** START INFORMATION SUPPLIED **
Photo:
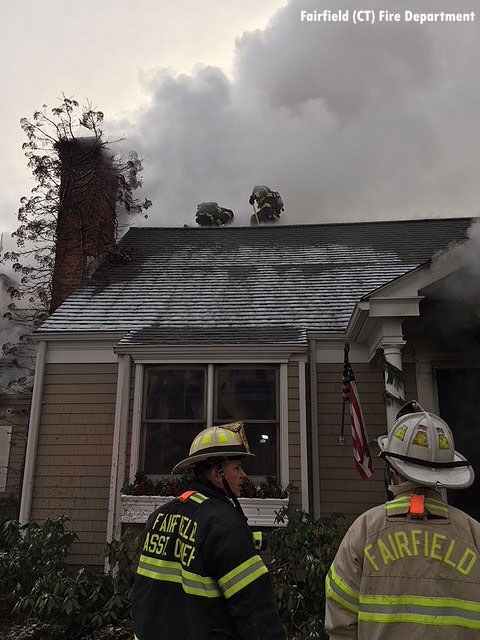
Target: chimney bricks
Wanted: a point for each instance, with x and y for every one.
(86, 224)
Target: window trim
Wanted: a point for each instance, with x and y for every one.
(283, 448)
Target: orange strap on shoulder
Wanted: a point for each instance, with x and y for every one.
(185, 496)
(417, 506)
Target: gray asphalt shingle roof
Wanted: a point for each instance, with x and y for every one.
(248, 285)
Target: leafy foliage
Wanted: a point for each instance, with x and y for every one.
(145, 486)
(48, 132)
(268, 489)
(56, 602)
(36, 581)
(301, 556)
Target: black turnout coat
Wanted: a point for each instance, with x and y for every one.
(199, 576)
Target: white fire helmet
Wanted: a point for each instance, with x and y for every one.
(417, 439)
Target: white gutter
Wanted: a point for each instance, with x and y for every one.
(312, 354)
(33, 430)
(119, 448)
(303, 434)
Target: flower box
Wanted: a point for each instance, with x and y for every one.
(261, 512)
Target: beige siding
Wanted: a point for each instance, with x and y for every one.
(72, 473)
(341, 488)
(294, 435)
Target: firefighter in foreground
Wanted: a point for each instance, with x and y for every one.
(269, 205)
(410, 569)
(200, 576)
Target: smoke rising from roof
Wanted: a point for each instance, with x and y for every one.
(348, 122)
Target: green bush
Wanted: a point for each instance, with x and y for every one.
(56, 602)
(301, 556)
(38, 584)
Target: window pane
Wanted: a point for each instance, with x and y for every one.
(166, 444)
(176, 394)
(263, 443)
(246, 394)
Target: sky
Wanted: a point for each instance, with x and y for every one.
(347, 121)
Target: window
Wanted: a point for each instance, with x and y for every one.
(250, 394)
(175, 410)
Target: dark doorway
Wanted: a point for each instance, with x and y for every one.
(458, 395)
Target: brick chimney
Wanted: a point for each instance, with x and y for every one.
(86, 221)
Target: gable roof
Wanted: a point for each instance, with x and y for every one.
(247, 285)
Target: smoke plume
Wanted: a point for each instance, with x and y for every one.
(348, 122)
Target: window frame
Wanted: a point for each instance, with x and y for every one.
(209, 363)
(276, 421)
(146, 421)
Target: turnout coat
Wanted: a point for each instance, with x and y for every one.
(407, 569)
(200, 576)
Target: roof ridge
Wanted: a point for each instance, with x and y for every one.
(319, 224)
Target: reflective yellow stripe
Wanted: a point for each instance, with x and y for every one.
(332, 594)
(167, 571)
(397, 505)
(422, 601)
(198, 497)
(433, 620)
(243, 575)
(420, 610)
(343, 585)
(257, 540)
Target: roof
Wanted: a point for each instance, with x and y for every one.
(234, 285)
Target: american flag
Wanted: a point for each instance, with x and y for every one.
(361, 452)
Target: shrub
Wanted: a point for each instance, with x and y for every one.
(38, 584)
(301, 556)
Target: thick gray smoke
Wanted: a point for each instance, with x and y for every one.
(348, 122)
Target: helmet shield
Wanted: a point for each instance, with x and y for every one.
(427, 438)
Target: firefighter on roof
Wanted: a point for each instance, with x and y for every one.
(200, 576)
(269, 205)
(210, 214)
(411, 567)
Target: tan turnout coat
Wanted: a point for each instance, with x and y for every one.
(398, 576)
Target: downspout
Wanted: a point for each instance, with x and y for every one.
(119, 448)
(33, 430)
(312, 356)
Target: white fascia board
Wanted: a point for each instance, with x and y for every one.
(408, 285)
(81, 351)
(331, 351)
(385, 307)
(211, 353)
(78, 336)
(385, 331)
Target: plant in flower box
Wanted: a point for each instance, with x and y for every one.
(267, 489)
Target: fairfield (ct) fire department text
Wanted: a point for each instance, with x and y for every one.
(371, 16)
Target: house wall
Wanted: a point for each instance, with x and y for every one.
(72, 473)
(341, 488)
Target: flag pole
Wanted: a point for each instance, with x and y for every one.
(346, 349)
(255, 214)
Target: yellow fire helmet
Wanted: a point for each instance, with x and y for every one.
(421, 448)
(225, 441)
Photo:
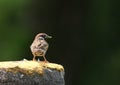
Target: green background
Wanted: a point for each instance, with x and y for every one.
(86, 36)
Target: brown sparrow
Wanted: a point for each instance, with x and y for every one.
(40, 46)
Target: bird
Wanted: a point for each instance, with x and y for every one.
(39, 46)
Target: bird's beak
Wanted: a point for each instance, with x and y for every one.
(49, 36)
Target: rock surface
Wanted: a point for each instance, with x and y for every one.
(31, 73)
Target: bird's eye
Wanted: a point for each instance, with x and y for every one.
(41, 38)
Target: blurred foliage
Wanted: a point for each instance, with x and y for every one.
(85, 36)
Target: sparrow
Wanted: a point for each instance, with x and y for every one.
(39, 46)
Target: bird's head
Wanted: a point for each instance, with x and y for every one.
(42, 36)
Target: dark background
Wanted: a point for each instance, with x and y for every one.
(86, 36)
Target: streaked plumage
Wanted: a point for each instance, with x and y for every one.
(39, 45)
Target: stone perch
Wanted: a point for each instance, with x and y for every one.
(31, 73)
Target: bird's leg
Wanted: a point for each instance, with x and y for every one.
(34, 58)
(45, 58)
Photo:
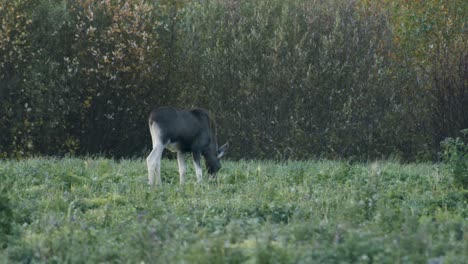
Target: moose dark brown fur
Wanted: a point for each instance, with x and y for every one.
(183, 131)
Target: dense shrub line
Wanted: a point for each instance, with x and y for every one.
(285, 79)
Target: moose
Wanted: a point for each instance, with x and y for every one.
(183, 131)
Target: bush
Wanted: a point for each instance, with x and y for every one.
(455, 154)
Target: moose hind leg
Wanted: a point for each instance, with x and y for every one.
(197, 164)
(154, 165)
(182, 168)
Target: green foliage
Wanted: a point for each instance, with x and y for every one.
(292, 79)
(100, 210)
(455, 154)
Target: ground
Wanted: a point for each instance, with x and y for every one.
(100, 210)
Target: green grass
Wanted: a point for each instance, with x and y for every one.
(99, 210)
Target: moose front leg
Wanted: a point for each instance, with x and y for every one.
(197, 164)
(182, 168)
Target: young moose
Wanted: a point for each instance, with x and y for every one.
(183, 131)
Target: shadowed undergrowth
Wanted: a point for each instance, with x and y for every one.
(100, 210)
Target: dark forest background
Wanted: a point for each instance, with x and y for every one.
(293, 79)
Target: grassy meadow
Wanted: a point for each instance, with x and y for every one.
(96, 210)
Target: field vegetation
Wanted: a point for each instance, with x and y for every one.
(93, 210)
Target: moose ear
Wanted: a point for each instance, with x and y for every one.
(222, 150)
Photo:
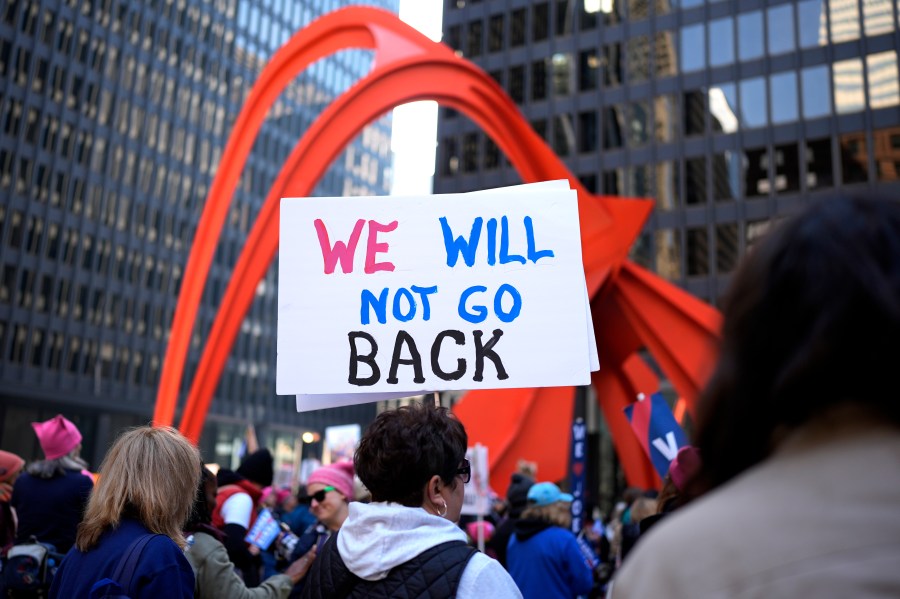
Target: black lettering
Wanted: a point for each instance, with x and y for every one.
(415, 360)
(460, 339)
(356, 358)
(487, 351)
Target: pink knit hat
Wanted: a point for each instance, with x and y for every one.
** END INFORMATION SUPPLIED **
● WRITTEN TASK
Please copy the data again from the line with "Target: dense shrub line" through the last line of the data, both ends included, keeping every request line as it is. Scale each point coordinate by 0.7 and round to a whole number, with halves rounding up, and omit the picture lines.

● REPLY TO THE EXERCISE
Target: dense shrub line
Wanted: a point for each instance, with x and y for every one.
(200, 55)
Target: moose
Wanted: a point for each instance, with x and y for every one.
(128, 92)
Target: bush
Wanted: a point for each instance, with x and y for every one.
(319, 108)
Target: moose hind leg
Wanted: a point for each instance, with x and y for every one.
(138, 115)
(108, 116)
(127, 118)
Target: green foliage
Wanted: a point for each instance, with x and y for every one.
(204, 55)
(70, 147)
(319, 108)
Target: ground
Wanted: a point for each instance, with x and y for every one.
(70, 147)
Target: green grass
Wanted: a point for each instance, with x and y for every one.
(69, 147)
Target: moose front leg
Wanted: a point for each instance, with x and y for every one.
(138, 115)
(127, 118)
Target: young moose
Wanted: a point for each instance, with x and y for every one.
(128, 92)
Target: shadowed undergrowth
Wanted: a point for each instance, with x and y for every one.
(70, 147)
Target: dark forest background
Wanted: a point for each instance, with x and y for every one.
(205, 55)
Target: grassy meadow
Wanted: a point for each instance, with x and y for every one.
(67, 147)
Target: field vegetation
Wanted: a point for each instance, with x and y for every one.
(65, 147)
Target: moose ear
Wanted: a point for each instance, with x and y for every one.
(155, 105)
Photo:
Target: black lettering
Wanted: a point for each instance, with x and y for every one.
(291, 252)
(322, 237)
(249, 251)
(341, 246)
Target: pink knit hat
Wanted: a point for each instance, with x and y for every one.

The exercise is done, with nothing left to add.